*Задание для выполнения*
Как мог бы продолжаться текст об организации помощи аутичным детям по программе ТЕАССН? Напишите, что идет в нем дальше после последнего приведенного предложения.

*Изучаемый текст*
Очень важно, что организационно идеальными признаются развитие и жизнь в домашних условиях, так как именно семья считается «естественной средой существования» для аутичного ребенка. Этот тезис делает работу с родителями чрезвычайно важ­ной. Обязательным является разъяснение особенностей аутизма, в том числе и невозможности вылечить его; формирование у роди­телей такого менталитета, при котором аутизм понимался бы не как патология, а как особый, но равнозначный и равноценный с нормой вариант развития. Родители, которые рассматриваются как важнейшие партнеры в коррекционной работе, учатся приемам и навыкам работы с аутичными детьми и подростками, правилам ведения необходимой документации.

Такая работа с родителями организуется не реже, чем дважды в год, и осуществляется в форме сессий, в ходе которых прово­дится контроль за динамикой развития ребенка, вносятся коррек­тивы в индивидуальные программы, рекомендуются новые мето­ды работы. Взаимоотношения семьи и учреждения оформляются договором, регламентирующим взаимные обязанности и ответ­ственность родителей и профессионалов; договор не предполагает финансовых отношений: для проживающих в том штате, где рас­положено учреждение, работающее по ТЕАССН-программе, обу­чение бесплатное.

В тех случаях, когда по каким-либо причинам ребенок не мо­жет воспитываться только в семье, коррекционный процесс осу­ществляется в дошкольных группах или школах дневного пребы­вания. В группе, как правило, 5 — 6 детей, с которыми работают 2 — 3 специалиста, однако соотношение «штат — воспитанники», как 1 к 3, признается недостаточным. Контакт с родителями под­держивается посредством ежедневных записей заданий педагога и отчетов родителей, а также ежемесячными личными встречами профессионалов с родителями.

Проживание аутичного ребенка в интернате считается весьма нежелательным, но, если это все же неизбежно, желательно чет­ко разделить места проживания и обучения по условиям: разные педагоги и воспитатели, разный круг воспитанников, неодинако­вые принципы организации коллектива (общение в свободное


 




время, учеба или работа, быт и др.), а во многих случаях и терри­ториальное разведение места проживания и работы (учебы).

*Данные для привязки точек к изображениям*
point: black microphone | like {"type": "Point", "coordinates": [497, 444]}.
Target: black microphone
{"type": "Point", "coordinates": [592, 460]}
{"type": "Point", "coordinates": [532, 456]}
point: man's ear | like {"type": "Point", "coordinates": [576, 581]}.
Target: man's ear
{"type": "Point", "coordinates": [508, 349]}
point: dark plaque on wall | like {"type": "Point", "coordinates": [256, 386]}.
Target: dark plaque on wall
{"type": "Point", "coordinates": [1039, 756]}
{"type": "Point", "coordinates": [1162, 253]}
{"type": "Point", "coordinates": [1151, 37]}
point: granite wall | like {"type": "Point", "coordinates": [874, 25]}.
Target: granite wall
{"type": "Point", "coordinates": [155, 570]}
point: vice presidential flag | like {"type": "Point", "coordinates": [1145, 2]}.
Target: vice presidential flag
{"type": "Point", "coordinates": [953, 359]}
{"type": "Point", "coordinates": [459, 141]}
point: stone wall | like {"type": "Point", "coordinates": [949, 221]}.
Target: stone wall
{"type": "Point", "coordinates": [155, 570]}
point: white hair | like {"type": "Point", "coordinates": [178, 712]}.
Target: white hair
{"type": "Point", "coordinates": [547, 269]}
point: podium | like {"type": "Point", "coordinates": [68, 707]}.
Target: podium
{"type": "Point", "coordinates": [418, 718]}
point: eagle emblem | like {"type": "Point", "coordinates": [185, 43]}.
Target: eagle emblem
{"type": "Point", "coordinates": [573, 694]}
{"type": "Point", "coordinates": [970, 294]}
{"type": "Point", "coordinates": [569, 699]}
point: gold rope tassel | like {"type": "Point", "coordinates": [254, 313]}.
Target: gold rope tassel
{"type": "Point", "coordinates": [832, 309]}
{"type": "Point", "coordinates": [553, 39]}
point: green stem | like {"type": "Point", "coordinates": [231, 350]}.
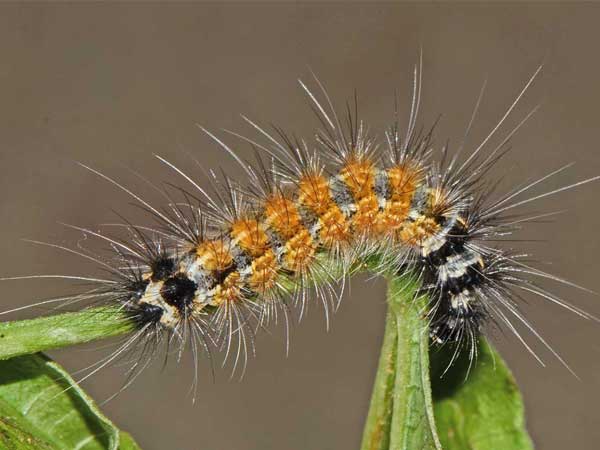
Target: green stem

*Ответ к упражнению*
В программе ТЕАССН в значительно большей степени, чем в прикладном поведенческом анализе, реализуется принцип пре­емственности: воспитанников «ведут» от дошкольного возраста к зрелости через все промежуточные этапы, хотя в какой-то мере это отражает малую вероятность достижения достаточного уров­ня адаптации к окружающему миру. Нельзя не отметить и то, что эта программа намного дешевле любых других, хотя ее эффек­тивность несколько ниже, чем при использовании поведенче­ской терапии.

Помимо прикладного поведенческого анализа и программы ТЕАССН на Западе используются холдинг-терапия (М.Уэлш), терапия «ежедневной жизнью» (К.Китахара), терапия «оптималь­ными условиями» (Б и С.Кауфманы) и др.

Считается, что в России синдром раннего детского аутизма изучается более 50 лет, со времени выхода в 1947 г. статьи С. С. Мнухина «О невро- и психопатических изменениях лично­сти на почве тяжелого алиментарного истощения у детей». В даль­нейшем, на протяжении более 30 лет, детский аутизм рассмат­ривался в нашей стране только как медицинская проблема, од­нако помещение аутичных детей в психиатрический стационар не давало, как правило, положительных результатов, а нередко за счет отрыва от семьи и изменения привычного окружения происходило ухудшение состояния. И лишь со второй полови­ны 1970-х гг. благодаря работам ленинградских (Д.Н.Исаев, В. Е. Каган и др.) и особенно московских (К.С.Лебединская, В.В.Лебединский, О.С.Никольская и др.) психиатров и пси­хологов постепенно стало складываться представление о детс­ком аутизме как об особом отклонении психического развития. Из этого неизбежно следовала необходимость не только и не столько медикаментозного лечения, сколько и прежде всего кор-рекционного обучения и воспитания с использованием особых, специфических форм и методов. Такая точка зрения была офици­ально закреплена решением Президиума АПН СССР в 1989 г. Однако, несмотря на значительные успехи в научных медицин­ских и психологических исследованиях, а также на интерес­ные, обнадеживающие результаты экспериментально-методи­ческой работы, государственной системы комплексной помо­щи детям и подросткам, страдающим аутистическими расстрой­ствами, создано не было.

Государственные учреждения системы образования, оказыва­ющие помощь аутичным детям и подросткам, достаточно разно­образны по уровню и направленности методического обеспече­ния, по степени специальной подготовленности кадров, формам обучения и воспитания и некоторым другим особенностям.


Специальных (коррекционных) образовательных учреждений для детей с аутизмом в Москве и вообще в стране очень мало. Большинство таких детей и подростков находятся либо в других видах массовых и специальных школ, либо в учреждениях систем здравоохранения и социальной защиты населения.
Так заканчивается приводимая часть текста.